Longhurst, Schwartzkopf Bill Addresses Insurance Coverage for Metastatic Cancer Patients

DOVER – Delawareans diagnosed with Stage 4 metastatic cancer would not be forced to first fail a series of treatments before getting approved for cutting-edge therapies under legislation proposed by House Majority Leader Valerie Longhurst and Speaker Pete Schwartzkopf.

Insurance companies have the ability to set coverage guidelines that govern how and when treatments are approved. However, sometimes those guidelines require patients to prove that they failed to respond to initial treatments before they can try advanced therapies.  

Under House Bill 120, insurance companies offering health plans that cover treatments for stage 4 metastatic cancers would not be able to limit or exclude innovative treatments for those patients if the treatments have been approved by the U.S. Food and Drug Administration and are consistent with best practices for stage 4 metastatic cancer treatment.

It’s critical to improve access to the most innovative treatments for metastatic patients in their time of need, Rep. Longhurst said, adding that these patients cannot afford to delay their care.

“I’ll never forget when my grandmother was diagnosed with a brain tumor. I was three months pregnant with my son when doctors gave her six months to live,” said Rep. Longhurst, D-Bear. “After my son was born she was able to hold him, but she passed away shortly thereafter. I would have loved for her to have a glimmer of hope, and the chance to try cutting-edge treatments. I know she would want me to work so that future patients have that opportunity and have access to therapies they deserve.”

# [RECORDS SHOWN]
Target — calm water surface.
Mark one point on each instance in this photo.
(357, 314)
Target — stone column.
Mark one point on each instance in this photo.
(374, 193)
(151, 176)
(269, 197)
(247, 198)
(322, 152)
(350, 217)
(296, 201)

# [INSTRUCTIONS]
1. Say whether each statement agrees with the article on House Bill 120, answering yes or no and quoting the words of the article that decide it. (a) The legislation was proposed by Valerie Longhurst and Pete Schwartzkopf. (b) Under the bill, insurers could still exclude treatments that are FDA-approved and consistent with best practices. (c) Rep. Longhurst's grandmother died before Longhurst's son was born.
2. Write the next part of the article on House Bill 120, picking up after its last paragraph.

# [SET OF ANSWERS]
1.
(a) Yes: "legislation proposed by House Majority Leader Valerie Longhurst and Speaker Pete Schwartzkopf"
(b) No: "would not be able to limit or exclude innovative treatments for those patients if the treatments have been approved by the U.S. Food and Drug Administration and are consistent with best practices for stage 4 metastatic cancer treatment"
(c) No: "After my son was born she was able to hold him, but she passed away shortly thereafter."

2.
Cancer rates have persisted; the American Cancer Society estimates that in 2017 there will be more than 1.6 million new cancer cases diagnosed in the United States and 600,000 deaths.

In Delaware, the estimated number of cancer cases to be diagnosed in 2017 will exceed 5,600. State health officials say that Delaware women still have the ninth-highest cancer death rate in the country.

HB 120, the Jimmy Carter Cancer Bill, was inspired by President Carter, who was deemed cancer-free after an immunotherapy called Keytruda shrunk his metastatic melanoma tumors.

Rep. Schwartzkopf also knows firsthand how a malignant melanoma diagnosis can change someone’s life. The former lifeguard had found a strange spot on his back – right along his spine – that eventually was diagnosed as spindle cell desmoplastic melanoma.

“When I was diagnosed with melanoma, my doctor told me that if the cancer had spread to my bloodstream I would have two months to live,” said Rep. Schwartzkopf, D-Rehoboth Beach. “After a painstakingly long week of waiting for test results, I was relieved to learn the cancer had not spread. I feel thankful that doctors were able to catch my cancer early and I was able to get the appropriate treatment and I want the same for patients diagnosed today. With this bill, patients and their families will have the opportunity to receive the treatment they need and not need to fail once, twice or three times before they can utilize a ‘wonder drug.’ ”

Immunotherapy is one of the most promising new cancer treatments, according to the Cancer Research Institute. These therapies activate a patient’s immune system to fight cancer instead of directly destroying cancer cells like chemotherapy treatments.

Similar legislation recently passed overwhelmingly in Georgia, and measures have been introduced in Connecticut and Maryland.

"I know from personal experience that when it comes to cancer treatment, time is of the essence,” said Senate President Pro Tempore David B. McBride, D-Hawk’s Nest, a survivor of colorectal cancer. “This legislation allows patients in immediate need of care to move forward with potentially life-saving treatments without having to jump through hoops established by an insurance provider.”

Delaware’s bill is also sponsored by Sens. Brian Bushweller, David Sokola and Bryan Townsend, as well as Reps. Joseph Miro and Ramone.

HB 120 has been assigned to the House Economic Development, Banking, Insurance & Commerce Committee.